■ DOCUMENT EXCERPT:

□ □ □ □ □

Help for package haplo.ccs

Type:

Package

Title:

Estimate Haplotype Relative Risks in Case-Control Data

Version:

1.3.3

Date:

2025-03-26

Depends:

R (≥ 2.13.0), haplo.stats, survival

Maintainer:

Benjamin French <b.french@vumc.org>

Description:

Haplotype and covariate relative risks in case-control data are estimated by weighted logistic regression. Diplotype probabilities, which are estimated by EM computation with progressive insertion of loci, are utilized as weights. French et al. (2006) <doi:10.1002/gepi.20161>.

License:

GPL-2 | GPL-3 [expanded from: GPL (≥ 2)]

URL:

https://github.com/vubiostat/haplo.ccs

NeedsCompilation:

Packaged:

2025-03-26 16:38:52 UTC; garbetsp

Author:

Benjamin French

[cre, aut], Shawn Garbett

[ctb], Thomas Lumley [aut]

Repository:

CRAN

Date/Publication:

2025-03-26 17:00:02 UTC

Specify an Allele Matrix, Inheritance Mode, and Grouping for Rare Haplotypes

Description

'haplo' specifies an allele matrix and an inheritance mode for the 'haplo.ccs' model formula. 'haplo' also specifies preferences for grouping rare haplotypes.

Usage


haplo(..., mode, group.rare=TRUE, rare.freq=0.02)

Arguments

...

a matrix of alleles or list of columns of an allele matrix. Each locus on the chromosome has a pair of adjacent columns in the allele matrix, so that the number of columns of the allele matrix is twice the number of loci on the chromosome. The order of the columns corresponds to the order of the loci on the chromosome, and each row corresponds to the alleles for each subject. The alleles should be numerically coded, i.e., 1, 2, 3, or 4 for 'A', 'C', 'G', or 'T'.

□ □ □ □ □

■ Collected data:
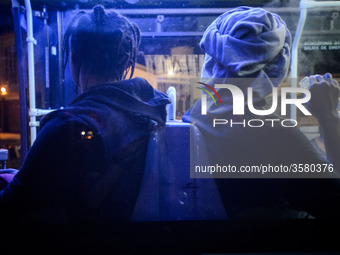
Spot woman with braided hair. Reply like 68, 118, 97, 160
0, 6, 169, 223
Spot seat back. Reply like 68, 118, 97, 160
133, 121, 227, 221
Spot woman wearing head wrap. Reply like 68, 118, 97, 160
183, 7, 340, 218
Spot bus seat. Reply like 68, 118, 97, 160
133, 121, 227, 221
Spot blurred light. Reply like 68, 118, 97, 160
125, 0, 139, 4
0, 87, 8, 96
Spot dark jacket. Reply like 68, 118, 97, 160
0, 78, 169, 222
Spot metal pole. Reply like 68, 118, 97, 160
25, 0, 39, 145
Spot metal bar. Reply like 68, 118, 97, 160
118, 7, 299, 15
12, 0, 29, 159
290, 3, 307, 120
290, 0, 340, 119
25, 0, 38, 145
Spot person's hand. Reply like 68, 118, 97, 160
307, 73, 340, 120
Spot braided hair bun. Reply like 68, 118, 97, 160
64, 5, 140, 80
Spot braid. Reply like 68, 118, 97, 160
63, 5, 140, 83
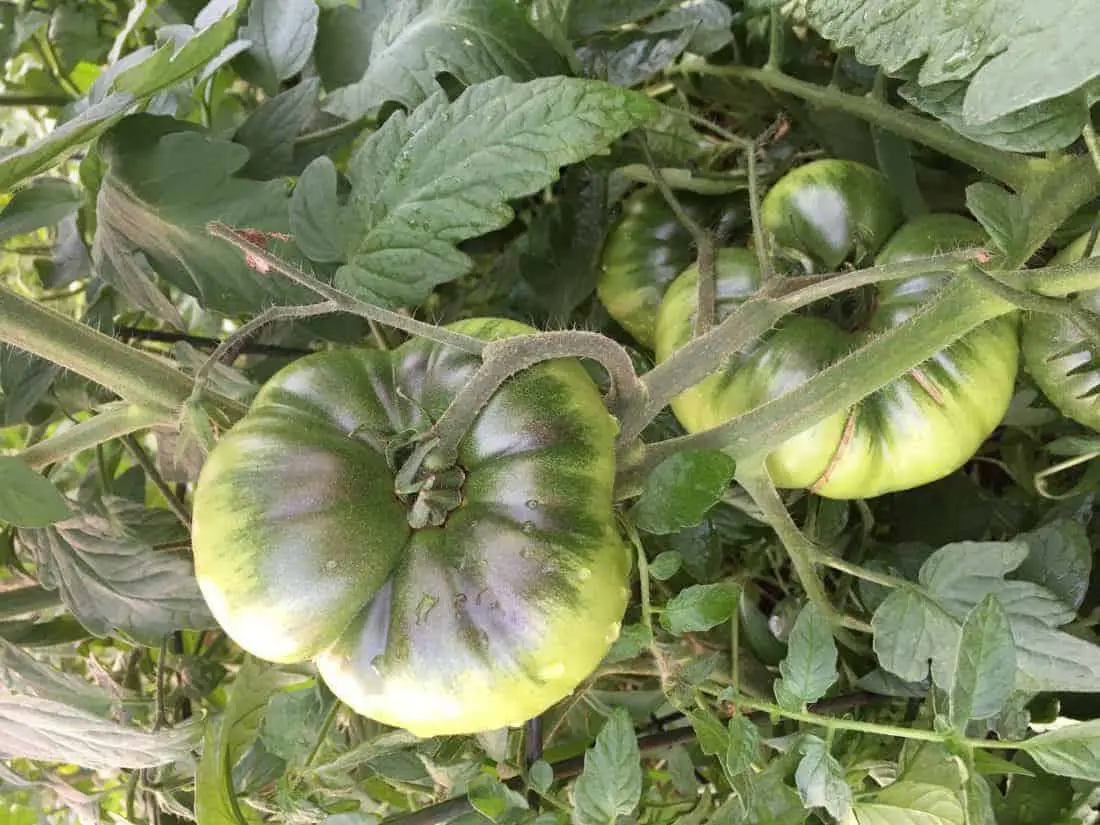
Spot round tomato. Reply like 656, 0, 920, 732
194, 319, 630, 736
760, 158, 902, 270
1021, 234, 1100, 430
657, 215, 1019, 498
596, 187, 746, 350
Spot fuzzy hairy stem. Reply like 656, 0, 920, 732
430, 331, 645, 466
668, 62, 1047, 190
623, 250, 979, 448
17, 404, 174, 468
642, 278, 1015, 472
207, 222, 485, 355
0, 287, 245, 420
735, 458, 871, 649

□ □ □ □ □

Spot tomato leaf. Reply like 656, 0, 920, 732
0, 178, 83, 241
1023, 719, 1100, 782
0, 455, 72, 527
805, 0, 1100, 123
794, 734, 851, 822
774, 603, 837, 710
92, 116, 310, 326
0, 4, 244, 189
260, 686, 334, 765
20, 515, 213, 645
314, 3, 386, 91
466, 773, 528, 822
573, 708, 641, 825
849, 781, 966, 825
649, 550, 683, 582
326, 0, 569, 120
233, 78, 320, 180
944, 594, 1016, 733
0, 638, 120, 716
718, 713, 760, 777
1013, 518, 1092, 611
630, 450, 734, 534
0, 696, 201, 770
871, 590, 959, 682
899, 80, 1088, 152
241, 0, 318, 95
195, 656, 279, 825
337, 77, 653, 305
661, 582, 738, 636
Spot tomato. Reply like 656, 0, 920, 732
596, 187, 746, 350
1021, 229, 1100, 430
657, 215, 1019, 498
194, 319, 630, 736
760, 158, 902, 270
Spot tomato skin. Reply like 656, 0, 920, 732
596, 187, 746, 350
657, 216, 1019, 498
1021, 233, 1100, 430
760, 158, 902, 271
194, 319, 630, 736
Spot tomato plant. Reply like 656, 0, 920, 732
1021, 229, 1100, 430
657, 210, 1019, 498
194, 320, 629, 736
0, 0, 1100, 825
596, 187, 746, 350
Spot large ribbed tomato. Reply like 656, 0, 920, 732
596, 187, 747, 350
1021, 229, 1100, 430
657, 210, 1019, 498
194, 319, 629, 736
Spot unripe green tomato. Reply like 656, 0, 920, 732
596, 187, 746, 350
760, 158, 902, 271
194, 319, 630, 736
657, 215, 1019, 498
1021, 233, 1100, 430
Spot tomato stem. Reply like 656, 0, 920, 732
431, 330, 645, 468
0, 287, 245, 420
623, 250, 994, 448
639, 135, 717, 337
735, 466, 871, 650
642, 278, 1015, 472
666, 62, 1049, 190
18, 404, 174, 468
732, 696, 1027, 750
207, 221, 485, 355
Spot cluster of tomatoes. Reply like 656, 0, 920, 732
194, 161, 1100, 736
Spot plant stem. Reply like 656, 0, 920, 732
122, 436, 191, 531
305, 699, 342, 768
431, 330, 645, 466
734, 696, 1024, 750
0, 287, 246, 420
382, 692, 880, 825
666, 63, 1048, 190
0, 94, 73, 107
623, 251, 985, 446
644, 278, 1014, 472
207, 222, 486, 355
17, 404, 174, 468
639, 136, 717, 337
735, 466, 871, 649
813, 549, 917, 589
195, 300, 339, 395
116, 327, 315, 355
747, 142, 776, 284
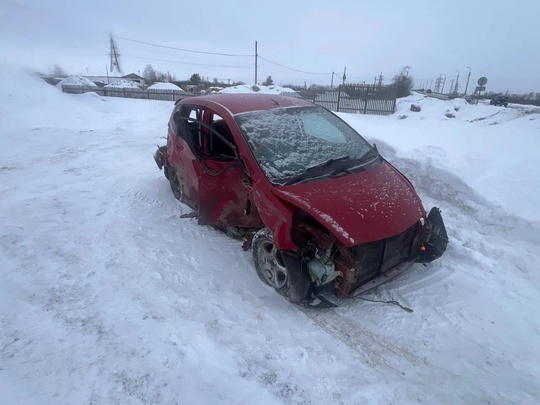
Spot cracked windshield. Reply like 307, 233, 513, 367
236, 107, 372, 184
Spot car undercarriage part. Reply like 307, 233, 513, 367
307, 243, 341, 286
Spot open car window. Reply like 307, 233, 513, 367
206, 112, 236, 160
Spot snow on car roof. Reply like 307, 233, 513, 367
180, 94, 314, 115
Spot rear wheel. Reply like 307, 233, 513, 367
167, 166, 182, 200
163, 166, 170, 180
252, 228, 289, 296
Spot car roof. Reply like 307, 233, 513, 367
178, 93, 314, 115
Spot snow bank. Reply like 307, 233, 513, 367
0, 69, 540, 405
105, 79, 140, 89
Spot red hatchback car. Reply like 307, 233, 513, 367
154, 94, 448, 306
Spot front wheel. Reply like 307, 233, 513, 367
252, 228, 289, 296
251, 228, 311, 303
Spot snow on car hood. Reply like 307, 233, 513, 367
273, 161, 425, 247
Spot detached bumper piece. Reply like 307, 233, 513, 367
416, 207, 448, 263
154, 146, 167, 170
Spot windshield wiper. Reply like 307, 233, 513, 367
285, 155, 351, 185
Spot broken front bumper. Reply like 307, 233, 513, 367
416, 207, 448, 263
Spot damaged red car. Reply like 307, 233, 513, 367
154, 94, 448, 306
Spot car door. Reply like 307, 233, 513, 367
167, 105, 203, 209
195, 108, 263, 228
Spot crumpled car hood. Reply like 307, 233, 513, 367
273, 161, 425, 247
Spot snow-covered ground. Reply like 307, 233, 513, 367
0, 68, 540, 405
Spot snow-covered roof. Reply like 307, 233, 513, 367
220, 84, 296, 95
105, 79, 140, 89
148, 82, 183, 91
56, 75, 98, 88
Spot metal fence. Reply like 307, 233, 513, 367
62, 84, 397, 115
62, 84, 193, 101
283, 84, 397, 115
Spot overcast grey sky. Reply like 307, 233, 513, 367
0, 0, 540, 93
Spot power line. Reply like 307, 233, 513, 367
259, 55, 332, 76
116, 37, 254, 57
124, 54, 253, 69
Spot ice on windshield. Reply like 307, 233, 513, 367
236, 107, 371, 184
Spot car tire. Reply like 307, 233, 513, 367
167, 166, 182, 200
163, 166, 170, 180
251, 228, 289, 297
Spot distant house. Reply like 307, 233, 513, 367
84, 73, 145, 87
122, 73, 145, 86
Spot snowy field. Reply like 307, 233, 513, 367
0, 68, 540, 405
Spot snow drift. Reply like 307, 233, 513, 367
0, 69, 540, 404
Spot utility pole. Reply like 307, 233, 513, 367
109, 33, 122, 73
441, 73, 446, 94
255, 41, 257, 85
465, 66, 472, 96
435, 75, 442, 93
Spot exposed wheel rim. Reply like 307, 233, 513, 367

□ □ □ □ □

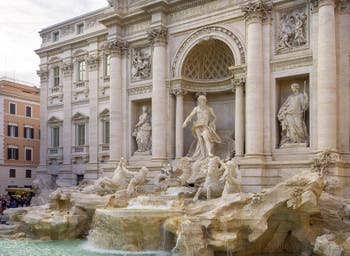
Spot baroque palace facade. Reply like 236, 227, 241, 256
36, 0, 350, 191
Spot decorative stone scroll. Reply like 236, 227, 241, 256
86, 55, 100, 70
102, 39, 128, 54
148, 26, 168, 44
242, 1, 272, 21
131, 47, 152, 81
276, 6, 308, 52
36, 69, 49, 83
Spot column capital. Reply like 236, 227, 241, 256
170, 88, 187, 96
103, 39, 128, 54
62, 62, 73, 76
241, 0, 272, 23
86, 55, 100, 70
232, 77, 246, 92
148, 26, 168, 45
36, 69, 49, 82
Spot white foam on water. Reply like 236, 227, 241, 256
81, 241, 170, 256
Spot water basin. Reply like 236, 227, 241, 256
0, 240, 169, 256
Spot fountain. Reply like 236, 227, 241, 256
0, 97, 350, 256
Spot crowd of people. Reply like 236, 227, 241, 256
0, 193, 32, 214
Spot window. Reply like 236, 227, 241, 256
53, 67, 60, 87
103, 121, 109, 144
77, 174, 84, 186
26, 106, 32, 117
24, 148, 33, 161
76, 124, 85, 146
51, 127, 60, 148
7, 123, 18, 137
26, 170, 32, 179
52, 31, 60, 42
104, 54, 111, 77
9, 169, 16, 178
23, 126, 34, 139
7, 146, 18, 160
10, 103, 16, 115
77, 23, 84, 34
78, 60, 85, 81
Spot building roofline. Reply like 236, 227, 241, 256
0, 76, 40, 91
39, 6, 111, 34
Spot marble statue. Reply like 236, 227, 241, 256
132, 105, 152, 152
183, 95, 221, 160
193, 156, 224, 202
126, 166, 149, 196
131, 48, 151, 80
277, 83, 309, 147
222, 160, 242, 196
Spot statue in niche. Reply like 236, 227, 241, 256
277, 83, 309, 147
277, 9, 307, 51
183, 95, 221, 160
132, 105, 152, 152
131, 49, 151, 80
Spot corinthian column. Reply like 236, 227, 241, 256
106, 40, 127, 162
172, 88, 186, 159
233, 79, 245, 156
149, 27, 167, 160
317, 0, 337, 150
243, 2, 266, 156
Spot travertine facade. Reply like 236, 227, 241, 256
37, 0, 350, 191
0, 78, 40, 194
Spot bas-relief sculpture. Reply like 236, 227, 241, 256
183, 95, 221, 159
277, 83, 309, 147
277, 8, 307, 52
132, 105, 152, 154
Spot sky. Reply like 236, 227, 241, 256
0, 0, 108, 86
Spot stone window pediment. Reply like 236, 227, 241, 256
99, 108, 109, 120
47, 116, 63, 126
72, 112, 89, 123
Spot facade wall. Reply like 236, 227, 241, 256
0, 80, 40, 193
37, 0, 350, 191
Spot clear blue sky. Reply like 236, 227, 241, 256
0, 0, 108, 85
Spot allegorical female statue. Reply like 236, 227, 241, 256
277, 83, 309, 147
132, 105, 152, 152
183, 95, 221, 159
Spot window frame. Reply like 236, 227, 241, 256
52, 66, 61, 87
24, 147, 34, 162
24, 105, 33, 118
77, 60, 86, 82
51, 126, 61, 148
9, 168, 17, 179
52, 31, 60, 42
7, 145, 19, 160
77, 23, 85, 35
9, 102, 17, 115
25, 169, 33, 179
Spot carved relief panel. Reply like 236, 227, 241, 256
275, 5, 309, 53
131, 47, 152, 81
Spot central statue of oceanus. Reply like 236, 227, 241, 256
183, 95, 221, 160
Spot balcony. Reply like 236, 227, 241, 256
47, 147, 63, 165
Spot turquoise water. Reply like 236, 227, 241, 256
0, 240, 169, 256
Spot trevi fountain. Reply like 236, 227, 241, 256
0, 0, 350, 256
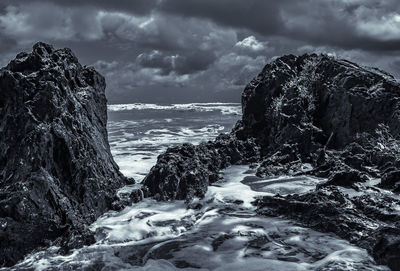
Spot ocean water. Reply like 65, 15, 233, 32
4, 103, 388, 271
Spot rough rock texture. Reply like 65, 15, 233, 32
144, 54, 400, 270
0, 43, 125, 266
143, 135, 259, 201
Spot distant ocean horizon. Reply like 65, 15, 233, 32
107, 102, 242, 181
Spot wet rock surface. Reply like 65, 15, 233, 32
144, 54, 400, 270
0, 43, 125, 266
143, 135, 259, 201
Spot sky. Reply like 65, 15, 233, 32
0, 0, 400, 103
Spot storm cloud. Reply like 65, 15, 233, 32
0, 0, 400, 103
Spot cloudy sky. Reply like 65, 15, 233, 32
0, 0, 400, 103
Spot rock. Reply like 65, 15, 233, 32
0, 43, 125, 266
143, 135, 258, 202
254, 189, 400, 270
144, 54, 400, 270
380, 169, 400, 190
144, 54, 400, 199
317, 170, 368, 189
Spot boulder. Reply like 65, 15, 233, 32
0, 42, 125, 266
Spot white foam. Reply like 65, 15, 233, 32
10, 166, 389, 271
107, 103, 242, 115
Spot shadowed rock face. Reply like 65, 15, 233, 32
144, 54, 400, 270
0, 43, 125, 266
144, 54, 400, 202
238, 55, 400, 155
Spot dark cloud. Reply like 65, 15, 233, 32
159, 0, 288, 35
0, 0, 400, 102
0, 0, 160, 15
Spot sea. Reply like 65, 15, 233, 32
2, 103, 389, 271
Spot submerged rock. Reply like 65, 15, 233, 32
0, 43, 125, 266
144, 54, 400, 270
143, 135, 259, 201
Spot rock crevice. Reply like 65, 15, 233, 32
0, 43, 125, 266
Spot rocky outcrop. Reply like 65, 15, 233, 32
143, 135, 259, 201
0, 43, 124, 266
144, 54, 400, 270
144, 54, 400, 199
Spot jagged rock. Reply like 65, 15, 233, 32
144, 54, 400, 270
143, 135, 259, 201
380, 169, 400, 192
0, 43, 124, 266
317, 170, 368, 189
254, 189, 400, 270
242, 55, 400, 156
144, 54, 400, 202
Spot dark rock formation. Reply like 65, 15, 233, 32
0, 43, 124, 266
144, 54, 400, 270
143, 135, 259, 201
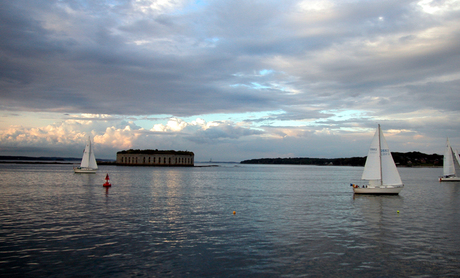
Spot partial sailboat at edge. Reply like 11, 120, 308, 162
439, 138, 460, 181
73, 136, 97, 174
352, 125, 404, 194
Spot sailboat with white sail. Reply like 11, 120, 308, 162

□ □ □ □ □

■ TASKS TO PERFORM:
1 > List each person credited in the Author field of the haplo.ccs help page, along with their role codes.
2 > From the haplo.ccs help page, reproduce everything from "a matrix of" down to "for 'A', 'C', 'G', or 'T'.".

■ RESULTS BY TASK:
1 >
Benjamin French [cre, aut]
Shawn Garbett [ctb]
Thomas Lumley [aut]

2 >
a matrix of alleles or list of columns of an allele matrix. Each locus on the chromosome has a pair of adjacent columns in the allele matrix, so that the number of columns of the allele matrix is twice the number of loci on the chromosome. The order of the columns corresponds to the order of the loci on the chromosome, and each row corresponds to the alleles for each subject. The alleles should be numerically coded, i.e., 1, 2, 3, or 4 for 'A', 'C', 'G', or 'T'.